_WHAT IS EXPECTED_
Arrange the records below as a two-column CSV headed input,output, with one row per record: its wording goes under input and its answer goes under output. Put each field in quotes, replace line breaks with spaces, and leave out the pictures.

■ ■ ■ ■

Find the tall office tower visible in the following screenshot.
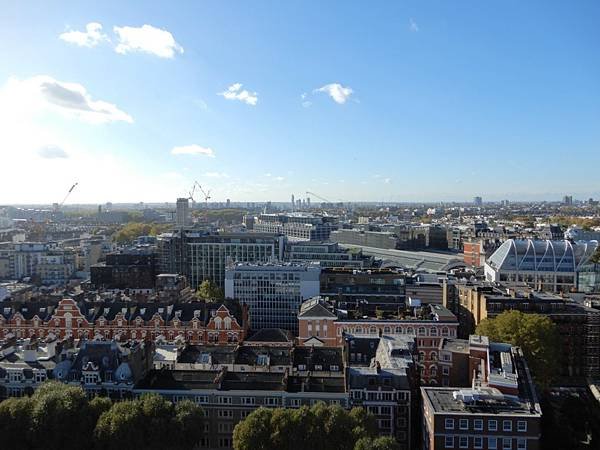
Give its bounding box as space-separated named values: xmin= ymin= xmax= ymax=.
xmin=175 ymin=198 xmax=190 ymax=227
xmin=225 ymin=263 xmax=321 ymax=332
xmin=157 ymin=229 xmax=285 ymax=289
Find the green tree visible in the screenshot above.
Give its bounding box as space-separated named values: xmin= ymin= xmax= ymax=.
xmin=31 ymin=382 xmax=95 ymax=450
xmin=233 ymin=402 xmax=376 ymax=450
xmin=476 ymin=310 xmax=560 ymax=387
xmin=196 ymin=279 xmax=225 ymax=302
xmin=94 ymin=394 xmax=203 ymax=450
xmin=0 ymin=397 xmax=33 ymax=450
xmin=354 ymin=436 xmax=400 ymax=450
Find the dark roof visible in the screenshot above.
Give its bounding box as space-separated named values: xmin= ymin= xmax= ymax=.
xmin=246 ymin=328 xmax=294 ymax=343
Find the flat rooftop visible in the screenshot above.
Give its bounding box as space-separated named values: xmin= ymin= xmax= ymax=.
xmin=421 ymin=387 xmax=541 ymax=416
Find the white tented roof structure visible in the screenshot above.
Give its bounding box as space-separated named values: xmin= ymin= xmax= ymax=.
xmin=486 ymin=239 xmax=598 ymax=273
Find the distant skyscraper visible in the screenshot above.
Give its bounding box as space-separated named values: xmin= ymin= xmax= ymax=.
xmin=175 ymin=198 xmax=190 ymax=227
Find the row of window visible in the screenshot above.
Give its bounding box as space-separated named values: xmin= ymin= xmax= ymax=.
xmin=444 ymin=436 xmax=527 ymax=450
xmin=444 ymin=419 xmax=527 ymax=433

■ ■ ■ ■

_SOLUTION TO THIS PROBLEM_
input,output
"Find the tall office tower visible in the following screenshot. Give its bounding box as space-separated named values: xmin= ymin= xmax= ymax=.","xmin=175 ymin=198 xmax=190 ymax=227 xmin=225 ymin=263 xmax=321 ymax=332 xmin=157 ymin=229 xmax=285 ymax=289"
"Find the green tree visible in the screenshot above. Give its bounding box as space-separated named values: xmin= ymin= xmax= ymax=.","xmin=31 ymin=382 xmax=95 ymax=450 xmin=233 ymin=402 xmax=376 ymax=450 xmin=476 ymin=310 xmax=560 ymax=387 xmin=196 ymin=279 xmax=225 ymax=302 xmin=94 ymin=394 xmax=203 ymax=450 xmin=0 ymin=397 xmax=33 ymax=450 xmin=354 ymin=436 xmax=400 ymax=450"
"Find the dark roof visible in the screenshot above. Give its bounding box as space-separated named values: xmin= ymin= xmax= ymax=.","xmin=246 ymin=328 xmax=294 ymax=343"
"Find the flat rooftop visible in the screenshot above. Give its bounding box as space-separated named values: xmin= ymin= xmax= ymax=.","xmin=421 ymin=387 xmax=541 ymax=416"
"Find the white tented roof structure visible in the screenshot above. Give its bounding box as space-separated named values: xmin= ymin= xmax= ymax=.","xmin=486 ymin=239 xmax=598 ymax=273"
"Find the distant skyscraper visible in the screenshot above. Give its bounding box as space-separated named values: xmin= ymin= xmax= ymax=.","xmin=175 ymin=198 xmax=190 ymax=227"
"Find the row of window visible in the screenshot above. Give its bounding box as space-separated named values: xmin= ymin= xmax= ymax=.","xmin=444 ymin=436 xmax=527 ymax=450 xmin=444 ymin=419 xmax=527 ymax=433"